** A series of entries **
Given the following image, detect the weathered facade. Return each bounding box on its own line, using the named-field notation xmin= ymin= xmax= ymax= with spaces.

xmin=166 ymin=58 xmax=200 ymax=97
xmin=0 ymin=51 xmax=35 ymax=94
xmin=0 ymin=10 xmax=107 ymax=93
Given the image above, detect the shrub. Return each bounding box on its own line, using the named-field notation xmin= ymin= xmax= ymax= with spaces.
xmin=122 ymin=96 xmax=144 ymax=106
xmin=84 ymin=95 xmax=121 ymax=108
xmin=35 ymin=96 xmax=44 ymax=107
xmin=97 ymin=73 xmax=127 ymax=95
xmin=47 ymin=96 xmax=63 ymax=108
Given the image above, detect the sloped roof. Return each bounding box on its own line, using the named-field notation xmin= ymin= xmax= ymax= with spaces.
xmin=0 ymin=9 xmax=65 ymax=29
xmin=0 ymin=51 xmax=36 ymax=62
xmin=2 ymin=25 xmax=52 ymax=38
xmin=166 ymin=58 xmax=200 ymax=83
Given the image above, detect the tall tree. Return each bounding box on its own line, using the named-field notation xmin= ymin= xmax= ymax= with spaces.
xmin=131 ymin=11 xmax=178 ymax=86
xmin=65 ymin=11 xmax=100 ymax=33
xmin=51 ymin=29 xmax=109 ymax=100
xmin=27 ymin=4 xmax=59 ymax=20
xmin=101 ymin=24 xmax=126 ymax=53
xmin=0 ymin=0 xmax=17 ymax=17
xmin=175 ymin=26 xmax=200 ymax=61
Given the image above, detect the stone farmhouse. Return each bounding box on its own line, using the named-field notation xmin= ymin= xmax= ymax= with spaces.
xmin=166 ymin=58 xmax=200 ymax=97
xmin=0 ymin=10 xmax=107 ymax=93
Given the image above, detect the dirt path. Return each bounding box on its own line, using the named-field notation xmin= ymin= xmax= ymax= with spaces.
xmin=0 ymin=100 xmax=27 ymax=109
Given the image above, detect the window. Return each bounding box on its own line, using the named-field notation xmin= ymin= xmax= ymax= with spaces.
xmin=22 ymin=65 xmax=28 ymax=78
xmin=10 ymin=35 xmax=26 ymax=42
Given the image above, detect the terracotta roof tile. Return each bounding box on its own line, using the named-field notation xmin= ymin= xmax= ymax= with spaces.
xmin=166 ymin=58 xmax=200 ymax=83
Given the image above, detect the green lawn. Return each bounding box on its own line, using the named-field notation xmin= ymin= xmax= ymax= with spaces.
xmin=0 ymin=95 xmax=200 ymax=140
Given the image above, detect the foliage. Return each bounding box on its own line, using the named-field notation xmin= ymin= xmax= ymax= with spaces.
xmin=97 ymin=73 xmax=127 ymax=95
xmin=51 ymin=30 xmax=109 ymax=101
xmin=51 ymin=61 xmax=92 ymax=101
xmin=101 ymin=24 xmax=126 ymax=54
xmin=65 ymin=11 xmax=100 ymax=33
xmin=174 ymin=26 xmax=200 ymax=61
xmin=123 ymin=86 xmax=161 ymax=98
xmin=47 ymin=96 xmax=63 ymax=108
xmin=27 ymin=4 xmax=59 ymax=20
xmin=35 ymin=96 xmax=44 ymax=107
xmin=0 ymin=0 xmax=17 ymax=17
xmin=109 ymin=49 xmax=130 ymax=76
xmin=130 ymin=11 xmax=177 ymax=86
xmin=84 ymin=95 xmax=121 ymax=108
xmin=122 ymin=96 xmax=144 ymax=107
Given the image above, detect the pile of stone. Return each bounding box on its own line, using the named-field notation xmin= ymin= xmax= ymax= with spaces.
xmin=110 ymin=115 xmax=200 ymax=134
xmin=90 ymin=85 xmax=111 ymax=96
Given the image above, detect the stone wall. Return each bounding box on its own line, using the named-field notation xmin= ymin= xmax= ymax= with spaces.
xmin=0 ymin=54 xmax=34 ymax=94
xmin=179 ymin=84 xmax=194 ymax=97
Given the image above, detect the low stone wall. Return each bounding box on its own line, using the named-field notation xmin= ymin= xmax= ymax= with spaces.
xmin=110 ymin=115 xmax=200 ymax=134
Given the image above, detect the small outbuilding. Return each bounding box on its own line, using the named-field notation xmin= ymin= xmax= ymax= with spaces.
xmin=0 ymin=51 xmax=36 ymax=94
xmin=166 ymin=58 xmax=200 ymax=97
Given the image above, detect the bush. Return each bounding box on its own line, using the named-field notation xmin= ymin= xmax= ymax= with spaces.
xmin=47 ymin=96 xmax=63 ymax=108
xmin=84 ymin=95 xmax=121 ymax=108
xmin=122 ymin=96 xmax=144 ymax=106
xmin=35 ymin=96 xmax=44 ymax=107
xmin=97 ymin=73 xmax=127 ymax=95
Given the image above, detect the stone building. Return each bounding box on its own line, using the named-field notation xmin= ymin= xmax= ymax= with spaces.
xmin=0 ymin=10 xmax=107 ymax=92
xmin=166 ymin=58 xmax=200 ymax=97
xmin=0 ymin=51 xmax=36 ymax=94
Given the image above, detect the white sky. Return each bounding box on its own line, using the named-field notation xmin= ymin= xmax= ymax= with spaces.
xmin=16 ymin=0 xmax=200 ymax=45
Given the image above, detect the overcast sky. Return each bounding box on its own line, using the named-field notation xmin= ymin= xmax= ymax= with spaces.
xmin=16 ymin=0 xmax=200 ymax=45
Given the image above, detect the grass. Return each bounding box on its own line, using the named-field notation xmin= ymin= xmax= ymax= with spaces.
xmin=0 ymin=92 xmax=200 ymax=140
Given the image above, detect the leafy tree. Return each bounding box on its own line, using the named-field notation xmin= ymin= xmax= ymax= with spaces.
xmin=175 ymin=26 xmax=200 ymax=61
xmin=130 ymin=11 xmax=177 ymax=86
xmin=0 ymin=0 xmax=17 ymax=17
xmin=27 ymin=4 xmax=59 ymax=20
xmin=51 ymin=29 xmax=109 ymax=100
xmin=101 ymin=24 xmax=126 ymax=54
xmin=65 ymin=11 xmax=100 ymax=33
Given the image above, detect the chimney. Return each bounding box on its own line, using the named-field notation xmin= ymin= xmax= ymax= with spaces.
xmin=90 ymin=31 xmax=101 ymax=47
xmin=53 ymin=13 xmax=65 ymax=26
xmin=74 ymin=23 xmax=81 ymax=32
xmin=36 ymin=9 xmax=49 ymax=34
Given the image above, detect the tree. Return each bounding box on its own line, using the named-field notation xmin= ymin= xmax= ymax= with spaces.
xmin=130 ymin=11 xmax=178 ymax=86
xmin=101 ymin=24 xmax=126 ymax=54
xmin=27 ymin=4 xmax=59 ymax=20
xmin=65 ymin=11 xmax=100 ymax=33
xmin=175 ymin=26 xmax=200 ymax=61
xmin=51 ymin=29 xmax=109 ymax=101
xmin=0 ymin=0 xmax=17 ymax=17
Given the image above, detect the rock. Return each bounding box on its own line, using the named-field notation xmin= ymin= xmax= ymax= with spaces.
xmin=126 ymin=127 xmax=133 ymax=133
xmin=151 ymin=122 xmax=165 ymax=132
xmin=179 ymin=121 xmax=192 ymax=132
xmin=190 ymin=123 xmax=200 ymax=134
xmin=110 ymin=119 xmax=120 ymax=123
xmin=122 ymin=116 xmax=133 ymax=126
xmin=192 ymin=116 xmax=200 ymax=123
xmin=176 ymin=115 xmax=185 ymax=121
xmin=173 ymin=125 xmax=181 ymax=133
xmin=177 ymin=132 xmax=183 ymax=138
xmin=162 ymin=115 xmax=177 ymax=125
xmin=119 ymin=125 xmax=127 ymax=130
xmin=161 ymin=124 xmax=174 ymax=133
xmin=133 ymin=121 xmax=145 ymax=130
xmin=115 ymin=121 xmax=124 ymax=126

** Job **
Reproduce these entries verbatim, every line of them.

** Answer to this exercise **
Given the following image, detect the weathered facade. Return each bounding box on its own line, using the named-field notation xmin= ymin= xmax= ymax= with spaces.

xmin=166 ymin=58 xmax=200 ymax=97
xmin=0 ymin=51 xmax=35 ymax=94
xmin=0 ymin=10 xmax=107 ymax=93
Given the image above, detect the shrub. Return each bounding box on its own line, using the named-field notation xmin= ymin= xmax= ymax= with spaces.
xmin=122 ymin=96 xmax=144 ymax=106
xmin=84 ymin=95 xmax=121 ymax=108
xmin=35 ymin=96 xmax=44 ymax=107
xmin=97 ymin=73 xmax=127 ymax=95
xmin=47 ymin=96 xmax=63 ymax=108
Given the image above, detect the sloped roof. Return each bounding box on its own line, using the named-field notation xmin= ymin= xmax= ymax= with spaces.
xmin=0 ymin=9 xmax=65 ymax=29
xmin=0 ymin=51 xmax=36 ymax=62
xmin=2 ymin=25 xmax=52 ymax=38
xmin=166 ymin=58 xmax=200 ymax=83
Given the image above, detect the tall tree. Return each bounding box on its own line, using the named-field notation xmin= ymin= xmax= ymax= with spaces.
xmin=131 ymin=11 xmax=178 ymax=86
xmin=65 ymin=11 xmax=100 ymax=33
xmin=51 ymin=29 xmax=109 ymax=100
xmin=27 ymin=4 xmax=59 ymax=20
xmin=101 ymin=24 xmax=126 ymax=53
xmin=0 ymin=0 xmax=17 ymax=17
xmin=175 ymin=26 xmax=200 ymax=61
Given the image above, detect the stone farmhouse. Return each bounding box on its own line, using the named-field notation xmin= ymin= xmax= ymax= with spaces.
xmin=166 ymin=58 xmax=200 ymax=97
xmin=0 ymin=10 xmax=107 ymax=93
Given the image above, detect the dirt path. Return each bounding box on its own line, using the named-field notation xmin= ymin= xmax= ymax= with spaces.
xmin=0 ymin=100 xmax=27 ymax=109
Given the image above, detect the window. Return each bounding box on its own line, using the named-field notation xmin= ymin= xmax= ymax= with spaces.
xmin=22 ymin=65 xmax=28 ymax=78
xmin=10 ymin=35 xmax=26 ymax=42
Given the image above, detect the terracotta roof tile. Return each bounding box on its own line, using the named-field notation xmin= ymin= xmax= ymax= with spaces.
xmin=166 ymin=58 xmax=200 ymax=83
Given the image above, detect the green lawn. Return each bounding box on its own line, using the named-field notation xmin= ymin= xmax= ymax= with spaces.
xmin=0 ymin=95 xmax=200 ymax=140
Given the image above, detect the foliage. Return each bounding box on its own line, using the named-field notation xmin= ymin= xmax= ymax= with spaces.
xmin=97 ymin=73 xmax=127 ymax=95
xmin=51 ymin=30 xmax=109 ymax=101
xmin=51 ymin=61 xmax=92 ymax=101
xmin=101 ymin=24 xmax=126 ymax=54
xmin=65 ymin=11 xmax=100 ymax=33
xmin=174 ymin=26 xmax=200 ymax=61
xmin=123 ymin=86 xmax=161 ymax=98
xmin=47 ymin=96 xmax=63 ymax=108
xmin=27 ymin=4 xmax=59 ymax=20
xmin=35 ymin=96 xmax=44 ymax=107
xmin=0 ymin=0 xmax=17 ymax=17
xmin=109 ymin=49 xmax=130 ymax=76
xmin=130 ymin=11 xmax=177 ymax=86
xmin=84 ymin=95 xmax=121 ymax=108
xmin=122 ymin=96 xmax=144 ymax=107
Given the image above, detect the pile of stone. Return each bounding box on its own line, using the named-field notation xmin= ymin= xmax= ymax= with spaces.
xmin=110 ymin=115 xmax=200 ymax=134
xmin=90 ymin=85 xmax=111 ymax=96
Given the image above, detect the stone wall. Return each bounding box on its own line, using the named-field notation xmin= ymin= xmax= ymax= with spaces.
xmin=0 ymin=54 xmax=34 ymax=94
xmin=179 ymin=84 xmax=194 ymax=97
Given the image above, detect the low stone wall. Return each bounding box on its own line, using the named-field notation xmin= ymin= xmax= ymax= with spaces.
xmin=110 ymin=115 xmax=200 ymax=134
Given the image above, detect the small outbuilding. Return each bounding box on its own line, using the named-field notation xmin= ymin= xmax= ymax= with spaces.
xmin=0 ymin=51 xmax=36 ymax=94
xmin=166 ymin=58 xmax=200 ymax=97
Given the image above, detect the bush. Return each bounding box on its own line, using the named-field notation xmin= ymin= xmax= ymax= with spaces.
xmin=47 ymin=96 xmax=63 ymax=108
xmin=84 ymin=95 xmax=121 ymax=108
xmin=122 ymin=96 xmax=144 ymax=106
xmin=35 ymin=96 xmax=44 ymax=107
xmin=97 ymin=73 xmax=127 ymax=95
Given the image above, detect the stone building. Return each bounding box on its own line, using the named-field notation xmin= ymin= xmax= ymax= with spaces.
xmin=0 ymin=10 xmax=107 ymax=92
xmin=166 ymin=58 xmax=200 ymax=97
xmin=0 ymin=51 xmax=36 ymax=94
Given the image above, detect the white sky. Return each bounding box on its own line, using the named-field notation xmin= ymin= xmax= ymax= with spaces.
xmin=16 ymin=0 xmax=200 ymax=45
Given the image above, detect the overcast sky. Return each bounding box on its own line, using the named-field notation xmin= ymin= xmax= ymax= with spaces.
xmin=16 ymin=0 xmax=200 ymax=45
Given the image above, detect the grass. Return each bounding box on its own line, using the named-field notation xmin= ymin= xmax= ymax= with spaces.
xmin=0 ymin=92 xmax=200 ymax=140
Given the image above, detect the leafy tree. Return each bounding box on its own line, using the named-field notation xmin= ymin= xmax= ymax= with spaces.
xmin=175 ymin=26 xmax=200 ymax=61
xmin=130 ymin=11 xmax=177 ymax=86
xmin=0 ymin=0 xmax=17 ymax=17
xmin=27 ymin=4 xmax=59 ymax=20
xmin=51 ymin=29 xmax=109 ymax=100
xmin=101 ymin=24 xmax=126 ymax=54
xmin=65 ymin=11 xmax=100 ymax=33
Given the image above, detect the chimney. Return each bounding box on its own line, using the named-field notation xmin= ymin= xmax= ymax= with spaces.
xmin=90 ymin=31 xmax=101 ymax=47
xmin=53 ymin=13 xmax=65 ymax=26
xmin=74 ymin=23 xmax=81 ymax=32
xmin=36 ymin=9 xmax=49 ymax=34
Given the image above, detect the tree. Return each bounding box on its own line, using the named-field notation xmin= ymin= xmax= ymax= with spaces.
xmin=130 ymin=11 xmax=178 ymax=86
xmin=101 ymin=24 xmax=126 ymax=54
xmin=27 ymin=4 xmax=59 ymax=20
xmin=65 ymin=11 xmax=100 ymax=33
xmin=175 ymin=26 xmax=200 ymax=61
xmin=51 ymin=29 xmax=109 ymax=101
xmin=0 ymin=0 xmax=17 ymax=17
Given the image above, detect the rock. Return each bounding box on its own line, using the named-field notation xmin= ymin= xmax= ymax= with spaces.
xmin=126 ymin=127 xmax=133 ymax=133
xmin=151 ymin=122 xmax=165 ymax=132
xmin=179 ymin=121 xmax=192 ymax=132
xmin=190 ymin=123 xmax=200 ymax=134
xmin=110 ymin=119 xmax=120 ymax=123
xmin=122 ymin=116 xmax=133 ymax=126
xmin=192 ymin=116 xmax=200 ymax=123
xmin=176 ymin=115 xmax=185 ymax=121
xmin=173 ymin=125 xmax=181 ymax=133
xmin=177 ymin=132 xmax=183 ymax=138
xmin=162 ymin=115 xmax=177 ymax=125
xmin=119 ymin=125 xmax=127 ymax=130
xmin=161 ymin=124 xmax=174 ymax=133
xmin=133 ymin=121 xmax=145 ymax=130
xmin=115 ymin=121 xmax=124 ymax=126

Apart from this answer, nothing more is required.